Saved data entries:
++++++++

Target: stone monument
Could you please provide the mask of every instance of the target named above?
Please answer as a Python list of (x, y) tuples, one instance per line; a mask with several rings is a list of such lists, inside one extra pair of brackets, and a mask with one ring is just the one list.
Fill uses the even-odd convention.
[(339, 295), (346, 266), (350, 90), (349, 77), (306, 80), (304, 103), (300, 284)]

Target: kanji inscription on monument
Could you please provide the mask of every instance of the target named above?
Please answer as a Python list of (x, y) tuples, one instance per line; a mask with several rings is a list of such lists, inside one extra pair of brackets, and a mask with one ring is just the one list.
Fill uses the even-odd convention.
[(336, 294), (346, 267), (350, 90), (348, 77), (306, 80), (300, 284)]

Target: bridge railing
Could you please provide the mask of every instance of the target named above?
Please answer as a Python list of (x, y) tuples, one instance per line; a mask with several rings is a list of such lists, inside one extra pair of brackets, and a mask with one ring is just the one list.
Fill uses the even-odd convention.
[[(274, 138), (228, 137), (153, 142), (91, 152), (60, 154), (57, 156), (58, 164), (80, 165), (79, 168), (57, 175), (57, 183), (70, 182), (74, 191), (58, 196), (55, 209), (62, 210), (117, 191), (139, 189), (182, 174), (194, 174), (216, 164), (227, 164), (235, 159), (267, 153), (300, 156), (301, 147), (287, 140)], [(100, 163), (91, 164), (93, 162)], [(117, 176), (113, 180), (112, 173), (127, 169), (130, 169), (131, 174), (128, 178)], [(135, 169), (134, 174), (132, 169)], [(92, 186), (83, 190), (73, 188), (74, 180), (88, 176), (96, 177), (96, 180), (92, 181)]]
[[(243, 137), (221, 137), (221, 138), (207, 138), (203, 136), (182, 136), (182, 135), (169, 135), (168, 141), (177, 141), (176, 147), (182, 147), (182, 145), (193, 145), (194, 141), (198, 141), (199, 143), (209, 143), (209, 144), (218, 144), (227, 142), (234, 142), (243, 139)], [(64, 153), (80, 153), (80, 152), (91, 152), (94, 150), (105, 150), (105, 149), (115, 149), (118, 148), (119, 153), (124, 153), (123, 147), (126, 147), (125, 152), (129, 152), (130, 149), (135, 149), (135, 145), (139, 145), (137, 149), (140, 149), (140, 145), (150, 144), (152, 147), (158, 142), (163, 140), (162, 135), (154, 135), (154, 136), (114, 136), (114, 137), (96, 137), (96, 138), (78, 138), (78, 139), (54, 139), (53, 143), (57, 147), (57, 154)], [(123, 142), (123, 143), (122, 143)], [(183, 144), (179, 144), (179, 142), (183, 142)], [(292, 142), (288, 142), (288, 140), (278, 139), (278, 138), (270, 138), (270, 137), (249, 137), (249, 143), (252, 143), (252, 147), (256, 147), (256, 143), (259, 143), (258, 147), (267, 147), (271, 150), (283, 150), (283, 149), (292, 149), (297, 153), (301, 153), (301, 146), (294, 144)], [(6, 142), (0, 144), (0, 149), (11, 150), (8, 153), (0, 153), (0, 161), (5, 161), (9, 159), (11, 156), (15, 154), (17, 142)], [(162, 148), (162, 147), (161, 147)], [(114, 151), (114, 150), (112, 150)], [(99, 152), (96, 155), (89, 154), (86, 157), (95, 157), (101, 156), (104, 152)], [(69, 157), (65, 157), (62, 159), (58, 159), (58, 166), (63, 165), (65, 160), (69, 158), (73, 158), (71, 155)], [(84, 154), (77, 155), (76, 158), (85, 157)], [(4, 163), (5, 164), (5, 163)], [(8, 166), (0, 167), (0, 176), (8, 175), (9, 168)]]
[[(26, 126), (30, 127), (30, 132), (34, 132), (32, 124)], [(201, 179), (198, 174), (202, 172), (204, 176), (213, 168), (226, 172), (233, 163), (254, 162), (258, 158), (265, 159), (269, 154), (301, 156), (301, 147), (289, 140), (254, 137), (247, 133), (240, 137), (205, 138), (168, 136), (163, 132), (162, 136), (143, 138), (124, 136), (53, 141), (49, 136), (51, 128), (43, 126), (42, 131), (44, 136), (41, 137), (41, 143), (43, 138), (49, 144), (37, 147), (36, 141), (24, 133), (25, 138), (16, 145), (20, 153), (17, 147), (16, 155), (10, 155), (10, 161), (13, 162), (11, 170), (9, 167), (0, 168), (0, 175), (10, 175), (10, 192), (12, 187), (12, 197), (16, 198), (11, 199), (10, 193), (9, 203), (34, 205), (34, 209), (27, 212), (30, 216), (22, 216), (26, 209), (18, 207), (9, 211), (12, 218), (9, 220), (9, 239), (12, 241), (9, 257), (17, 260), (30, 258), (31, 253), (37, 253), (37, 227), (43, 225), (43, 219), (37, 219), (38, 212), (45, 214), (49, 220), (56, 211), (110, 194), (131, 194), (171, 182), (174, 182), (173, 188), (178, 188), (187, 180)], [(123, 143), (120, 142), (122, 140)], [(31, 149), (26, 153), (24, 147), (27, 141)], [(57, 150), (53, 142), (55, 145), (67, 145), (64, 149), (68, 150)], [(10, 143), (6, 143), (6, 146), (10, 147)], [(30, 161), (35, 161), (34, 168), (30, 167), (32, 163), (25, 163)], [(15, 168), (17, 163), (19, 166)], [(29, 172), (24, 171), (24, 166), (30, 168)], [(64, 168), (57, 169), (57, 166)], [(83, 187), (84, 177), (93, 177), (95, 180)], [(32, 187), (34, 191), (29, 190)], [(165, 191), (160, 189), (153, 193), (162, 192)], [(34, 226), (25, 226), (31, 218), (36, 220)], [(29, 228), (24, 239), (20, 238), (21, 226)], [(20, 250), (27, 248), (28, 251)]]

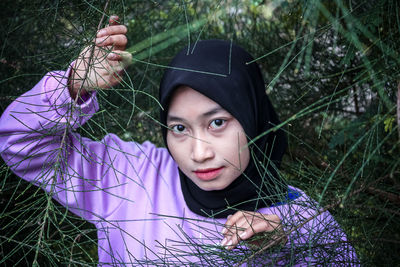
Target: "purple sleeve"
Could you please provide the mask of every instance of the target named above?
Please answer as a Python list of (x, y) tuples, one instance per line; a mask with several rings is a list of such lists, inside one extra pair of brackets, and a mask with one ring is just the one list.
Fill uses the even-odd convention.
[[(111, 134), (95, 142), (74, 132), (98, 104), (95, 93), (84, 103), (74, 104), (66, 86), (68, 75), (69, 71), (48, 73), (4, 111), (0, 153), (18, 176), (94, 222), (127, 200), (127, 183), (140, 186), (140, 155), (146, 146)], [(130, 177), (124, 174), (126, 168), (131, 170)]]

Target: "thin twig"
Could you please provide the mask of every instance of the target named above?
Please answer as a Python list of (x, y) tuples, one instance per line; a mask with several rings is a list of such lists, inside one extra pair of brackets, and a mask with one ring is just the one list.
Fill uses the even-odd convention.
[[(109, 2), (110, 2), (110, 0), (107, 0), (106, 4), (104, 5), (103, 15), (101, 16), (101, 19), (100, 19), (100, 21), (99, 21), (99, 24), (97, 25), (97, 31), (96, 31), (96, 32), (100, 31), (101, 25), (103, 25), (104, 17), (105, 17), (106, 10), (107, 10), (108, 3), (109, 3)], [(88, 76), (88, 74), (89, 74), (90, 66), (91, 66), (92, 63), (93, 63), (93, 60), (94, 60), (94, 59), (93, 59), (93, 55), (94, 55), (94, 50), (95, 50), (95, 48), (96, 48), (96, 45), (92, 45), (92, 47), (90, 48), (89, 61), (88, 61), (88, 64), (87, 64), (87, 68), (85, 69), (85, 74), (83, 75), (83, 79), (82, 79), (81, 86), (79, 87), (78, 93), (76, 94), (75, 99), (74, 99), (74, 103), (75, 103), (75, 104), (78, 102), (79, 96), (80, 96), (81, 91), (82, 91), (82, 89), (83, 89), (83, 85), (84, 85), (85, 80), (87, 79), (87, 76)]]
[(74, 241), (72, 242), (72, 246), (71, 246), (71, 249), (70, 249), (70, 258), (69, 258), (69, 264), (68, 264), (68, 267), (70, 267), (71, 266), (71, 262), (72, 262), (72, 256), (73, 256), (73, 251), (74, 251), (74, 245), (75, 245), (75, 243), (78, 243), (79, 242), (79, 240), (81, 239), (81, 236), (82, 236), (82, 234), (78, 234), (78, 235), (76, 235), (76, 237), (74, 238)]
[(396, 194), (390, 193), (390, 192), (386, 192), (386, 191), (383, 191), (381, 189), (378, 189), (378, 188), (375, 188), (372, 186), (368, 187), (366, 191), (370, 194), (377, 195), (378, 197), (380, 197), (383, 200), (389, 200), (396, 205), (400, 205), (400, 196), (399, 195), (396, 195)]
[(400, 79), (397, 81), (397, 133), (400, 139)]
[[(105, 17), (105, 12), (106, 12), (106, 10), (107, 10), (107, 7), (108, 7), (109, 2), (110, 2), (110, 0), (107, 0), (106, 3), (105, 3), (105, 5), (104, 5), (103, 15), (102, 15), (102, 17), (101, 17), (101, 20), (100, 20), (99, 24), (97, 25), (97, 31), (100, 30), (100, 27), (101, 27), (101, 25), (103, 24), (104, 17)], [(90, 68), (90, 66), (91, 66), (91, 64), (92, 64), (92, 61), (93, 61), (94, 49), (95, 49), (95, 46), (92, 46), (92, 47), (91, 47), (91, 52), (90, 52), (90, 57), (89, 57), (89, 62), (88, 62), (88, 67), (87, 67), (86, 70), (85, 70), (85, 75), (84, 75), (83, 83), (82, 83), (81, 86), (79, 87), (78, 93), (77, 93), (77, 95), (76, 95), (76, 97), (75, 97), (75, 100), (74, 100), (74, 105), (72, 105), (72, 107), (71, 107), (71, 116), (68, 117), (67, 125), (69, 125), (69, 122), (70, 122), (71, 119), (72, 119), (72, 115), (73, 115), (73, 111), (74, 111), (74, 108), (75, 108), (75, 104), (76, 104), (77, 101), (78, 101), (80, 92), (81, 92), (81, 90), (82, 90), (82, 88), (83, 88), (84, 81), (85, 81), (85, 79), (87, 79), (87, 75), (88, 75), (88, 73), (89, 73), (89, 68)], [(58, 168), (59, 168), (59, 166), (60, 166), (58, 163), (62, 160), (62, 153), (63, 153), (63, 151), (64, 151), (62, 148), (65, 146), (65, 142), (66, 142), (67, 135), (68, 135), (68, 130), (69, 130), (68, 127), (65, 127), (64, 132), (63, 132), (63, 136), (62, 136), (61, 143), (60, 143), (60, 147), (59, 147), (59, 152), (58, 152), (58, 154), (57, 154), (57, 158), (56, 158), (56, 161), (55, 161), (55, 164), (54, 164), (54, 166), (55, 166), (55, 169), (54, 169), (54, 172), (55, 172), (54, 179), (57, 178), (57, 173), (56, 173), (56, 172), (57, 172), (57, 170), (58, 170)], [(41, 243), (42, 243), (42, 239), (43, 239), (43, 235), (44, 235), (44, 230), (45, 230), (45, 225), (46, 225), (47, 219), (48, 219), (48, 217), (49, 217), (49, 208), (50, 208), (50, 205), (51, 205), (51, 203), (52, 203), (52, 202), (51, 202), (51, 195), (52, 195), (52, 192), (53, 192), (53, 190), (54, 190), (54, 187), (55, 187), (55, 183), (52, 184), (51, 190), (50, 190), (50, 192), (49, 192), (50, 194), (48, 195), (47, 205), (46, 205), (46, 212), (45, 212), (45, 215), (44, 215), (44, 218), (43, 218), (43, 222), (41, 223), (41, 226), (40, 226), (40, 232), (39, 232), (39, 236), (38, 236), (38, 242), (37, 242), (37, 245), (36, 245), (35, 257), (34, 257), (33, 262), (32, 262), (32, 265), (33, 265), (33, 266), (38, 265), (37, 259), (38, 259), (38, 255), (39, 255), (39, 248), (40, 248)]]
[[(347, 204), (346, 206), (356, 208), (356, 209), (365, 208), (365, 205), (360, 205), (360, 204), (358, 204), (358, 205)], [(373, 206), (369, 206), (368, 209), (379, 210), (379, 211), (383, 211), (386, 213), (395, 214), (397, 216), (400, 216), (400, 212), (398, 212), (397, 210), (393, 210), (393, 209), (388, 209), (388, 208), (383, 208), (383, 207), (373, 207)]]

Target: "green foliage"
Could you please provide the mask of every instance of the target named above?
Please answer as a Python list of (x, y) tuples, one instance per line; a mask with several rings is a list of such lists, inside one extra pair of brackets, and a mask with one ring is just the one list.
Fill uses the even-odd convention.
[[(0, 6), (3, 111), (90, 44), (104, 2)], [(398, 264), (399, 10), (396, 0), (110, 1), (106, 15), (128, 26), (135, 64), (120, 86), (98, 92), (101, 109), (79, 132), (162, 146), (156, 99), (165, 66), (198, 39), (232, 39), (261, 66), (287, 132), (282, 175), (323, 206), (340, 203), (330, 212), (362, 263)], [(1, 264), (96, 265), (93, 226), (5, 164), (0, 177)]]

++++++++

Please output the exact lines of the records above, beginning with the first and stopping after the line that holds "Target: bridge railing", and nothing else.

YOUR SOLUTION:
Target: stone monument
Could you please provide the mask of every instance of the target named above?
Please answer as a Python list of (x, y) tuples, one instance per line; a mask with several rings is a list of such lists, inside one extra pair of brackets, and a mask with one ring is just the one list.
Fill uses the even-odd convention.
[(339, 295), (346, 266), (350, 90), (349, 77), (306, 80), (304, 103), (300, 284)]

Target: kanji inscription on monument
Could you please provide the mask of every instance of the target named above?
Please answer as a Python list of (x, y) tuples, one instance per line; a mask with several rings is a list of such lists, inside one extra pair of brackets, and a mask with one ring is just the one list.
Fill uses the even-odd convention.
[(336, 294), (346, 267), (350, 90), (348, 77), (306, 80), (300, 284)]

Target: bridge railing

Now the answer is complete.